Print exactly what the entries say, line by line, from the first line down to the one with "blue trash bin in this photo.", inclusive.

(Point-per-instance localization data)
[Start of section]
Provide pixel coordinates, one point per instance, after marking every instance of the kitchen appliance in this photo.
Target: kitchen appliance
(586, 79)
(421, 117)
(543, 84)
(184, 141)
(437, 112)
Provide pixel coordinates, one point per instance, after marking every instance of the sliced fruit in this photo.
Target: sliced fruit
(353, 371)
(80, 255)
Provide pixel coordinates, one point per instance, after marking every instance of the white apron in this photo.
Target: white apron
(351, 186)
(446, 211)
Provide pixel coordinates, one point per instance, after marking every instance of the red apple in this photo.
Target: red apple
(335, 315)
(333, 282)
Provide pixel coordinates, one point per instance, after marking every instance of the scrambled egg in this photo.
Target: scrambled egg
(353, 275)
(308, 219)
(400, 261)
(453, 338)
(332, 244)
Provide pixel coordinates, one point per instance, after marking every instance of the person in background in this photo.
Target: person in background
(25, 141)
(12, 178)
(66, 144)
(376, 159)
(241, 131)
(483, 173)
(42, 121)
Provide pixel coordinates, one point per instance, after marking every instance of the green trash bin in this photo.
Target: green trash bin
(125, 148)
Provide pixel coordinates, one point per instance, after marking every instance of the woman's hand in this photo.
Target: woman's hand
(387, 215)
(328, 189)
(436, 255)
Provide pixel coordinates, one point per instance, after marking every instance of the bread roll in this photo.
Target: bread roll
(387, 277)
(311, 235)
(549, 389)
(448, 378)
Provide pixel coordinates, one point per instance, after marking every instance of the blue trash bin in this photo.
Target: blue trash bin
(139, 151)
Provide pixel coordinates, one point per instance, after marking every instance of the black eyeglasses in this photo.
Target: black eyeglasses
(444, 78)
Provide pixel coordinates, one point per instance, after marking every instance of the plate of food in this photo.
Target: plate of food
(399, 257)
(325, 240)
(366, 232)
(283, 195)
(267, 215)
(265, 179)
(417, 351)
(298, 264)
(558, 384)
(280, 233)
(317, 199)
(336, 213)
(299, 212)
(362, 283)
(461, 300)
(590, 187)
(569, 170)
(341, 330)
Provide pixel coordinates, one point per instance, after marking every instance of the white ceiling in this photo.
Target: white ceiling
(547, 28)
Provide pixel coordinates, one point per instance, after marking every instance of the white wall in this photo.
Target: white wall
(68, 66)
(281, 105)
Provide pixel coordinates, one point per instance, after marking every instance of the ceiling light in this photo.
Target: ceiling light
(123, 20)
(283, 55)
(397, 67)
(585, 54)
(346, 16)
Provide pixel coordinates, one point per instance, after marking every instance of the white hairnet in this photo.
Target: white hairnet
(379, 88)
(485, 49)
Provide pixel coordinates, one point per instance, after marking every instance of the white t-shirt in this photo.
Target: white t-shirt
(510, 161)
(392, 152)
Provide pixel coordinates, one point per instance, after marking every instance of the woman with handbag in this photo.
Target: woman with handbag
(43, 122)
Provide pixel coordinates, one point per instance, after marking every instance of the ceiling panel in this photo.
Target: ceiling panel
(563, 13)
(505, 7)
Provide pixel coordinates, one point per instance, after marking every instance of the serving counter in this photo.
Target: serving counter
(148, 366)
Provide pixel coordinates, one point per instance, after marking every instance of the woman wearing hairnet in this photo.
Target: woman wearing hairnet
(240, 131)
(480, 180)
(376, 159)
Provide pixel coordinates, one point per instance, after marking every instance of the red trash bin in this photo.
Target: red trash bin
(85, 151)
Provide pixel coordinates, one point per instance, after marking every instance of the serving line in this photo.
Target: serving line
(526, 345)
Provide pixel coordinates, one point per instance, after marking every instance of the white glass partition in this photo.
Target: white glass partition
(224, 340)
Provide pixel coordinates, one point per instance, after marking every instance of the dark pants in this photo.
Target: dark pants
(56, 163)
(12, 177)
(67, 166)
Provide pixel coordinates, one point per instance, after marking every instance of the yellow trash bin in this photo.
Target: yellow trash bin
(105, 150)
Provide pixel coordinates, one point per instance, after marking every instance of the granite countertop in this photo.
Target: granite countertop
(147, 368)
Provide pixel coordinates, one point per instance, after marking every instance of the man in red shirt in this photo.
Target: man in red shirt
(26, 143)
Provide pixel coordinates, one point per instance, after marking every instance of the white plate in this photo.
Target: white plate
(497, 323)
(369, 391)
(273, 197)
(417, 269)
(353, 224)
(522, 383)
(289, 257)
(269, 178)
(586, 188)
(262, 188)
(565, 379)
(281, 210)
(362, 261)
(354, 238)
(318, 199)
[End of section]
**COMPLETED TASK**
Provide pixel coordinates, one point per instance, after marking every instance of the kitchen appliance in this photo.
Target: kitchen appliance
(586, 79)
(421, 117)
(543, 84)
(184, 141)
(437, 112)
Provide pixel coordinates, one point per instance, after marking every instance of the sliced fruit in this photo.
Target: sliced fruit
(353, 371)
(80, 255)
Provide pixel coordinates, one point per instance, after marking every instance of the white apron in this photo.
Target: white apron
(351, 186)
(446, 211)
Provide pixel coordinates, one point per instance, after marking every instance of the red apple in this photo.
Target: red apple
(335, 315)
(333, 282)
Provide pixel coordinates, one point per instance, after marking every instance of the scrambled egg in this photo.
Target: scrambled egg
(353, 275)
(308, 219)
(400, 261)
(453, 338)
(332, 244)
Provide pixel coordinates, one point per instance, after marking every instance of the person in background in this photo.
Target: person in background
(25, 141)
(12, 178)
(66, 144)
(376, 159)
(241, 131)
(483, 173)
(42, 121)
Provide pixel coordinates, one point per instance, after marking every instance of the green trash bin in this photo.
Target: green trash bin
(125, 148)
Provide pixel coordinates, one point per instance, after marking every instance of the woman's hand in this photo.
Target: woman's hand
(387, 215)
(328, 189)
(436, 255)
Provide pixel coordinates, one point per instance, after marking every instance of the bread roll in this photo.
Target: bread roll
(387, 277)
(311, 235)
(549, 389)
(448, 378)
Provide pixel coordinates, one point per instance, after marking every instance of the blue trash bin in this photo.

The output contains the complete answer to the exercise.